-- Problem to solve --
Report each line of the entries below that contains the word "dark", copying every such line in full.

-- Working data --

--- --- ---

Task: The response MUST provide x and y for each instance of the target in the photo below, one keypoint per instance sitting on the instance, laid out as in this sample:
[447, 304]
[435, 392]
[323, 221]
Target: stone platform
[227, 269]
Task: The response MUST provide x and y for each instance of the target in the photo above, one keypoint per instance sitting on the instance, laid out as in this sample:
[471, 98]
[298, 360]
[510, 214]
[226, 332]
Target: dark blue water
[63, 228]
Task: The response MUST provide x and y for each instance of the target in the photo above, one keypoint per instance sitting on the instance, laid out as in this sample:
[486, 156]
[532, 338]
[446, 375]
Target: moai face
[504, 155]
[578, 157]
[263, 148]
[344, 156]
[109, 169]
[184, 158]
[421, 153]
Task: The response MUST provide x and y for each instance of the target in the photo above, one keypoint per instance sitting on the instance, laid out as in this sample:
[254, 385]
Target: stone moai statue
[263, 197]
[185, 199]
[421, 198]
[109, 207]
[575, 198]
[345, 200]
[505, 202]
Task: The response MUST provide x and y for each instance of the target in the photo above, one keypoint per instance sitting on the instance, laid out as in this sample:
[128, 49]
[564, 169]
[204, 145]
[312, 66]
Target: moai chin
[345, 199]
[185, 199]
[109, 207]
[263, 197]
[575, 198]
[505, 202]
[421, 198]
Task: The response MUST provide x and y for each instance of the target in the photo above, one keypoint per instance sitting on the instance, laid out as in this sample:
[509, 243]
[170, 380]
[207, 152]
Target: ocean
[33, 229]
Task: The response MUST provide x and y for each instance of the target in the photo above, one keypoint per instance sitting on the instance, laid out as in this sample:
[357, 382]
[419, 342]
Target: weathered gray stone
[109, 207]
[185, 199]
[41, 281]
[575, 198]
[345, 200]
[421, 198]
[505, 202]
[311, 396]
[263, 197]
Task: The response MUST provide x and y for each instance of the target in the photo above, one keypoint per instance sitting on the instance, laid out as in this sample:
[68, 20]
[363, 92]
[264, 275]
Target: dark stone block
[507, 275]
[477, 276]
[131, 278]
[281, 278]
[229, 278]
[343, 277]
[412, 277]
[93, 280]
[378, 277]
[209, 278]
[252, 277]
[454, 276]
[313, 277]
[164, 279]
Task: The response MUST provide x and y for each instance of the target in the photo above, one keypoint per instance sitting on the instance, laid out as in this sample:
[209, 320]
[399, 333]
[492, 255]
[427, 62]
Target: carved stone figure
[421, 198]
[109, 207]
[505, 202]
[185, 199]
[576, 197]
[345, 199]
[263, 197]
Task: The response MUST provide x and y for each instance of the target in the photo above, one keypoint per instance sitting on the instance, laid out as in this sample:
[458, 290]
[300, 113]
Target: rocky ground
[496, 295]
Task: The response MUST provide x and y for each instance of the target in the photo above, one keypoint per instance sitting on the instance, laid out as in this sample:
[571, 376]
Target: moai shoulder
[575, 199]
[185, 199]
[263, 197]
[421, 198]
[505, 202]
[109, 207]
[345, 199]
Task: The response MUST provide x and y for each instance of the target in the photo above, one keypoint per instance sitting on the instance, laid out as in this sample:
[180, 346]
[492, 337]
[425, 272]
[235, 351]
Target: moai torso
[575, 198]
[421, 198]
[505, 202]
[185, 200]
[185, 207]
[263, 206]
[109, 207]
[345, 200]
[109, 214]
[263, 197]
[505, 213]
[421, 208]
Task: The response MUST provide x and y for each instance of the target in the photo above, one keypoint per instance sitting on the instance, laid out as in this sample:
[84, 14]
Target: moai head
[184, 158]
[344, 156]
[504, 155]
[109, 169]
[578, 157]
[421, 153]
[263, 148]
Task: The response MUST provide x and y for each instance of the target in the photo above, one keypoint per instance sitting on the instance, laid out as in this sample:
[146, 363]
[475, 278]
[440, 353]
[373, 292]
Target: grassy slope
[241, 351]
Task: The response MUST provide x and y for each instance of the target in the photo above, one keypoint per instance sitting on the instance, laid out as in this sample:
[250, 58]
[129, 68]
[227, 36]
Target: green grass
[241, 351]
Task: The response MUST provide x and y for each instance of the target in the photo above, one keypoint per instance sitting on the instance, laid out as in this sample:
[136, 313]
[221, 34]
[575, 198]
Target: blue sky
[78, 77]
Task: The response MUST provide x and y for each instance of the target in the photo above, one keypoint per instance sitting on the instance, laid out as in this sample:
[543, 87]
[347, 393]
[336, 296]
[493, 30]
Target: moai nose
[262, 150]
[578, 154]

--- --- ---

-- The completed task --
Target: dark blue water
Target: dark stone block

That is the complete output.